Malgré la politique de prévention contre les dangers de la consommation d’alcool pendant la grossesse, une enquête menée sur des forums internet révèle que de nombreuses femmes enceintes continuent d’en consommer.
Stéphanie Toutain, chercheuse au Centre de recherche psychotropes, santé mentale, société (CESAMES - Université Paris Descartes - CNRS - INSERM), souligne que la notion d’abstinence est mal comprise. Pourtant, le syndrome d’alcoolisation foetale, conséquence de la consommation d’alcool pendant la grossesse, constitue la première cause non génétique de handicap mental en France. Les résultats de cette étude démontrent la nécessité d’une sensibilisation de la population aux risques liés à la prise d’alcool, dés le souhait de la conception d’un enfant et a fortiori pendant la grossesse, par une campagne d’informer choc à l’instar de celles contre le tabac.

Enregistrements issus d'une collecte de données:
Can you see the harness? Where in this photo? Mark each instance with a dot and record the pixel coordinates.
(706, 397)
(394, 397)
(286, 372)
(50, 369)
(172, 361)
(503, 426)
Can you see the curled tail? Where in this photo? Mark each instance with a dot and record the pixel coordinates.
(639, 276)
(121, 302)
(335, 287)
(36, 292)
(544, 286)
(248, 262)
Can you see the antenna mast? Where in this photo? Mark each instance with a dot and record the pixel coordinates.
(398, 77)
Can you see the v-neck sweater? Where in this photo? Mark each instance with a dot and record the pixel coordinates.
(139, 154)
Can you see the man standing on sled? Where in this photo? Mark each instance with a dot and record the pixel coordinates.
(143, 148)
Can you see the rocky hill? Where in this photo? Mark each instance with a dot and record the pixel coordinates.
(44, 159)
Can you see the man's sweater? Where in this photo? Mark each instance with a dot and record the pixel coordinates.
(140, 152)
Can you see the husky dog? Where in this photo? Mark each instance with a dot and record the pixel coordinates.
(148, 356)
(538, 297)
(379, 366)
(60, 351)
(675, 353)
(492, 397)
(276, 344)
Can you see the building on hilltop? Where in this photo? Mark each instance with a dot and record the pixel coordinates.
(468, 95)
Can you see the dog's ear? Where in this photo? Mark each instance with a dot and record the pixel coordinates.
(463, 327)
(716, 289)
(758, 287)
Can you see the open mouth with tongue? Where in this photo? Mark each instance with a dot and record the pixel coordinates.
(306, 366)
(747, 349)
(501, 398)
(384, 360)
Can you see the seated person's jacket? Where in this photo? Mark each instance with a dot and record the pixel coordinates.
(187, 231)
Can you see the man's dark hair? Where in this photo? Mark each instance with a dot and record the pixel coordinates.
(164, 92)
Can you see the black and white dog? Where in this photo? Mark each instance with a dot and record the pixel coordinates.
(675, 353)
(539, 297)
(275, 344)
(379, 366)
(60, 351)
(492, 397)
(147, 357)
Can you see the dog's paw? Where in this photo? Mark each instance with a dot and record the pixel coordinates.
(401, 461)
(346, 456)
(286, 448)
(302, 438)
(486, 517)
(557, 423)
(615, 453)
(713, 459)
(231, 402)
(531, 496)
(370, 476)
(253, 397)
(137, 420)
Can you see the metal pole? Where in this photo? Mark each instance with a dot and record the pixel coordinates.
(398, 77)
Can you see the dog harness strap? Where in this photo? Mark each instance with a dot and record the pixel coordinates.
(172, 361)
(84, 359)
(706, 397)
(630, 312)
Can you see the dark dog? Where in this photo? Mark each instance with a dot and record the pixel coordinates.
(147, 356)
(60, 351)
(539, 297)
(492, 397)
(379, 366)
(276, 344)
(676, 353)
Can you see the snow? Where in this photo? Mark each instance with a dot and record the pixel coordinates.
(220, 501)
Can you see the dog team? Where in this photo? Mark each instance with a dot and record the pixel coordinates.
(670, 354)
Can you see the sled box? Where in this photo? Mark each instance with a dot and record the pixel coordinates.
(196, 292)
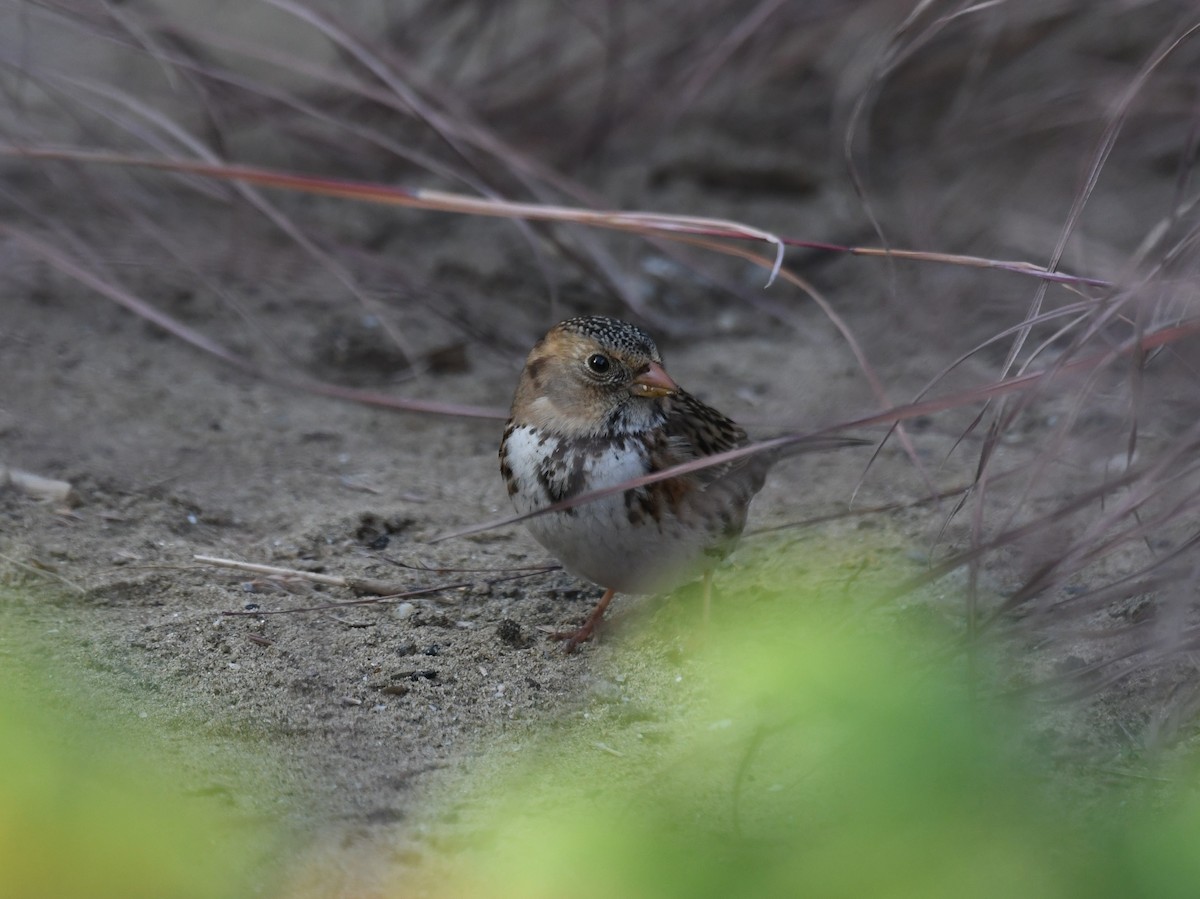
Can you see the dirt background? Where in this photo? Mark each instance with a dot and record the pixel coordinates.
(979, 144)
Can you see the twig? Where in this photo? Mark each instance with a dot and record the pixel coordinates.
(359, 586)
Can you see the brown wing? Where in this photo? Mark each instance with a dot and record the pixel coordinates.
(718, 496)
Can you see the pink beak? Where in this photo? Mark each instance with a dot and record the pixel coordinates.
(654, 382)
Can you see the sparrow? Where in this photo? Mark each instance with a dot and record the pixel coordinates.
(594, 407)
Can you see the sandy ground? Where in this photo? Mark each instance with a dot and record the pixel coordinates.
(171, 455)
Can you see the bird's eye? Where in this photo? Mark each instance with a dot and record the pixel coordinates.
(599, 364)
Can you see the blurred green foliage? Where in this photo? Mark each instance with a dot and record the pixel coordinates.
(816, 760)
(90, 808)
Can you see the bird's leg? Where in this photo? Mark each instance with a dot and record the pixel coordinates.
(574, 637)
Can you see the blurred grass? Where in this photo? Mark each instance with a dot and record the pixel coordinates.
(94, 808)
(802, 755)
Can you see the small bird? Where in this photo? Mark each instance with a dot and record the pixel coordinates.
(593, 408)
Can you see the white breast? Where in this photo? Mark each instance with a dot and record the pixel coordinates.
(595, 540)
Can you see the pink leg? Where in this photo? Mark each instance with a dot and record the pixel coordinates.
(574, 637)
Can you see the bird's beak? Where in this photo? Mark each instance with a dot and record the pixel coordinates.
(654, 382)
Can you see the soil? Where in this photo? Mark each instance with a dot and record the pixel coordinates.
(172, 454)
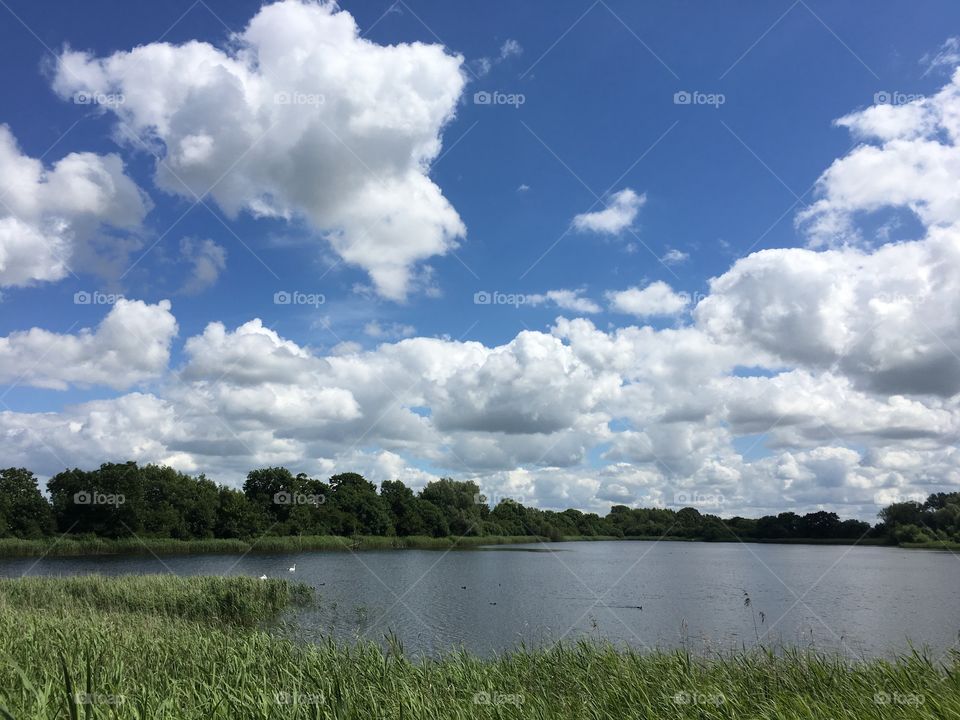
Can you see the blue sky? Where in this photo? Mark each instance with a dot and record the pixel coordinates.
(598, 116)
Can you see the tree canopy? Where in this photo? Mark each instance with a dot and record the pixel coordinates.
(125, 499)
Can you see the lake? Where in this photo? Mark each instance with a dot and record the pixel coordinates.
(861, 601)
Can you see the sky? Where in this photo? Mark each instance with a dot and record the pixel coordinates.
(584, 254)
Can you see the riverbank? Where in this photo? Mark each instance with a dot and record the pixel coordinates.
(113, 647)
(67, 546)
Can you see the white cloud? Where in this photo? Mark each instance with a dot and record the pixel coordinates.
(390, 331)
(572, 300)
(300, 117)
(841, 364)
(131, 345)
(675, 257)
(510, 48)
(51, 220)
(616, 217)
(657, 298)
(913, 166)
(885, 318)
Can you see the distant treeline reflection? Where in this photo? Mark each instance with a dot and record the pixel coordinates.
(121, 500)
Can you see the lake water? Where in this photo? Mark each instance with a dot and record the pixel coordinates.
(861, 601)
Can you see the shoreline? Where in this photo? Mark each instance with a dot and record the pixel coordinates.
(65, 547)
(98, 646)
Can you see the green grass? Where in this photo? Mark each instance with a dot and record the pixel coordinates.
(123, 652)
(71, 546)
(933, 545)
(234, 601)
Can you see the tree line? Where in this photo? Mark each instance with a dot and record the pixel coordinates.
(124, 499)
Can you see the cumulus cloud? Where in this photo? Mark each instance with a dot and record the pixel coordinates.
(131, 345)
(837, 363)
(52, 221)
(657, 298)
(674, 257)
(885, 318)
(619, 214)
(909, 160)
(299, 117)
(390, 331)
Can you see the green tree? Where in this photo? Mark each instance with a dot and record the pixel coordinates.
(24, 512)
(361, 509)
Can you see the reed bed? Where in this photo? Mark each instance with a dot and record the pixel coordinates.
(233, 601)
(123, 659)
(69, 546)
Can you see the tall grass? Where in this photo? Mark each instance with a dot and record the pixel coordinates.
(234, 600)
(122, 659)
(68, 546)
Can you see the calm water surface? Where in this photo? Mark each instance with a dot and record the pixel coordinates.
(864, 601)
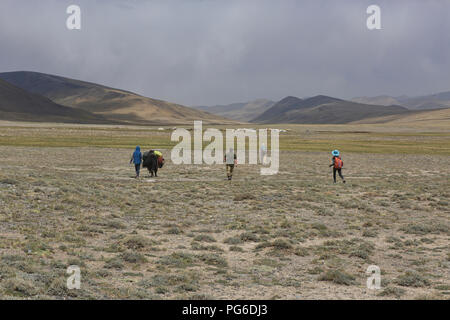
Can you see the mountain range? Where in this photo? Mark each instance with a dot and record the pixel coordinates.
(102, 102)
(432, 101)
(33, 96)
(323, 109)
(17, 104)
(244, 111)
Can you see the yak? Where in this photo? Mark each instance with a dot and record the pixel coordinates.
(152, 161)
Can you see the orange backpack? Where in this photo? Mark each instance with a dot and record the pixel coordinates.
(338, 163)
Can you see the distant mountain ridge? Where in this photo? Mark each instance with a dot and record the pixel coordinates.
(323, 109)
(245, 111)
(432, 101)
(17, 104)
(109, 103)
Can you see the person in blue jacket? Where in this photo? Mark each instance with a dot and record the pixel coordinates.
(136, 158)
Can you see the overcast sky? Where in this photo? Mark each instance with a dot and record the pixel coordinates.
(205, 52)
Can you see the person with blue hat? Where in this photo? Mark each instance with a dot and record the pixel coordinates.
(136, 158)
(337, 164)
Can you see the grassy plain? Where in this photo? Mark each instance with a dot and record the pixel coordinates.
(68, 197)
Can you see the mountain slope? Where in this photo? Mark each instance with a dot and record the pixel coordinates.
(323, 109)
(432, 101)
(439, 118)
(113, 104)
(19, 105)
(239, 111)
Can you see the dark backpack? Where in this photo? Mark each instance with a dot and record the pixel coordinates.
(338, 163)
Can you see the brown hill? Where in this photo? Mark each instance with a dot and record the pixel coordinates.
(245, 111)
(112, 104)
(17, 104)
(323, 110)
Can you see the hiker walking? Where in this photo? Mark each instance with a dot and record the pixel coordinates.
(231, 161)
(153, 160)
(337, 164)
(136, 158)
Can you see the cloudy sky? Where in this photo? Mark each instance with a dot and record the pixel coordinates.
(203, 52)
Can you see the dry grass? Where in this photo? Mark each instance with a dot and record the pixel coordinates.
(190, 233)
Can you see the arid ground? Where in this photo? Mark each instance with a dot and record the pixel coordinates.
(68, 197)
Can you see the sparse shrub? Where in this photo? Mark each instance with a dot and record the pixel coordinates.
(233, 240)
(392, 291)
(248, 236)
(114, 263)
(174, 230)
(178, 260)
(204, 238)
(133, 257)
(213, 259)
(136, 242)
(244, 196)
(412, 279)
(338, 277)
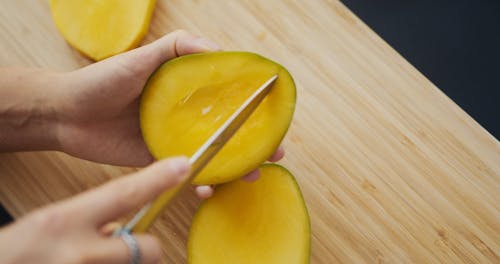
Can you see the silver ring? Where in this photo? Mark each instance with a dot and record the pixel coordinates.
(133, 246)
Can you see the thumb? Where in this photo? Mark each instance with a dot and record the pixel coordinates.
(119, 197)
(145, 59)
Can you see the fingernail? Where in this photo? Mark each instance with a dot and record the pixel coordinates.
(206, 43)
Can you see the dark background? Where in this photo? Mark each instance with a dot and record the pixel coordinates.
(455, 44)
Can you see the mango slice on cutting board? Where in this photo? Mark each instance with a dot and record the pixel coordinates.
(265, 221)
(102, 28)
(189, 97)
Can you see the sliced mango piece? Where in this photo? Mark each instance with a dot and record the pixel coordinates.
(188, 98)
(102, 28)
(265, 221)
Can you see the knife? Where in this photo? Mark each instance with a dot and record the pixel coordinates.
(146, 216)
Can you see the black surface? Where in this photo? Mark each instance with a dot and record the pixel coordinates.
(455, 44)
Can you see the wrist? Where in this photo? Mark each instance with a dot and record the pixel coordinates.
(29, 109)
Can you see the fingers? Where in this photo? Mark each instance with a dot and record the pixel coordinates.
(127, 194)
(115, 250)
(178, 43)
(206, 191)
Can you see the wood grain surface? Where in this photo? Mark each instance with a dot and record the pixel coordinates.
(391, 169)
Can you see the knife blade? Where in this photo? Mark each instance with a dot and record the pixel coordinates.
(146, 216)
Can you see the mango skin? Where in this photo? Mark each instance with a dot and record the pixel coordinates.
(189, 97)
(100, 29)
(265, 222)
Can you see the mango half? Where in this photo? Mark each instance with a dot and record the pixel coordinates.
(188, 98)
(265, 221)
(100, 29)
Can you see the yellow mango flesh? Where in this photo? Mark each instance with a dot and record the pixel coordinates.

## ÉNONCÉ
Reproduisez intégralement, sans la moindre modification, l'extrait sur la consommation d'alcool pendant la grossesse.

## VOTRE RÉPONSE
Malgré la politique de prévention contre les dangers de la consommation d’alcool pendant la grossesse, une enquête menée sur des forums internet révèle que de nombreuses femmes enceintes continuent d’en consommer.
Stéphanie Toutain, chercheuse au Centre de recherche psychotropes, santé mentale, société (CESAMES - Université Paris Descartes - CNRS - INSERM), souligne que la notion d’abstinence est mal comprise. Pourtant, le syndrome d’alcoolisation foetale, conséquence de la consommation d’alcool pendant la grossesse, constitue la première cause non génétique de handicap mental en France. Les résultats de cette étude démontrent la nécessité d’une sensibilisation de la population aux risques liés à la prise d’alcool, dés le souhait de la conception d’un enfant et a fortiori pendant la grossesse, par une campagne d’informer choc à l’instar de celles contre le tabac.